Your reference to Trump supporters, Master Tarls, is especially trenchant given that I have seen precious few abolitionist critiques of the massive number of Jan 6 prosecutions and jail/prison sentences. The single largest DOJ prosecution of persons in US history, with most of those prosecuted having little or no criminal history, would seem to be an ideal setting to explore Prof McLeod's asserted concerns about "prisons and punitive policing produc[ing] tremendous brutality, violence, racial stratification, ideological rigidity, despair, and waste [while] incarceration and prison-backed policing neither redress nor repair the very sorts of harms they are supposed to address." I would think abolitionists might have a lot to say about what has been achieved --- or not achieved --- by DOJs massive carceral-state spending going after the Jan 6 crowd.

I flagged in a recent post Prof Sam Merchant's data analysis concluding that those "convicted of felonies related to the Capitol Breach appear to actually receive longer sentences than individuals convicted of the same crimes outside of the Capitol Breach context." https://sentencing.typepad.com/sentencing_law_and_policy/2024/04/the-relative-severity-of-criminal-sentences-in-the-january-6-2021-capitol-breach-cases.html Moreover, many Jan 6 who pleaded guilty to misdemeanors and served some jail time (in addition to those still awaiting a trial in jail) are subject to "prison-backed" plea practices. And yet relative silence about the (over?)use of the carceral state for the Jan 6 rioters from the academics who claim to be philosophically committed to the complete elimination of the carceral state. Quite telling.

• [COLLECTED DATA]:
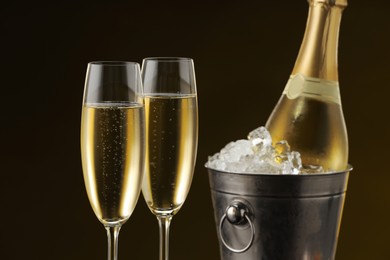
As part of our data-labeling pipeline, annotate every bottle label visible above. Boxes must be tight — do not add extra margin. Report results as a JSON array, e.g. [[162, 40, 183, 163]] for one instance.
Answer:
[[283, 74, 341, 105]]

• [GIVEN TASK]: From the text on the Jan 6 prosecutions, set down verbatim the passage between "I flagged in" and "state. Quite telling.", inclusive.

• [THE SOLUTION]:
I flagged in a recent post Prof Sam Merchant's data analysis concluding that those "convicted of felonies related to the Capitol Breach appear to actually receive longer sentences than individuals convicted of the same crimes outside of the Capitol Breach context." https://sentencing.typepad.com/sentencing_law_and_policy/2024/04/the-relative-severity-of-criminal-sentences-in-the-january-6-2021-capitol-breach-cases.html Moreover, many Jan 6 who pleaded guilty to misdemeanors and served some jail time (in addition to those still awaiting a trial in jail) are subject to "prison-backed" plea practices. And yet relative silence about the (over?)use of the carceral state for the Jan 6 rioters from the academics who claim to be philosophically committed to the complete elimination of the carceral state. Quite telling.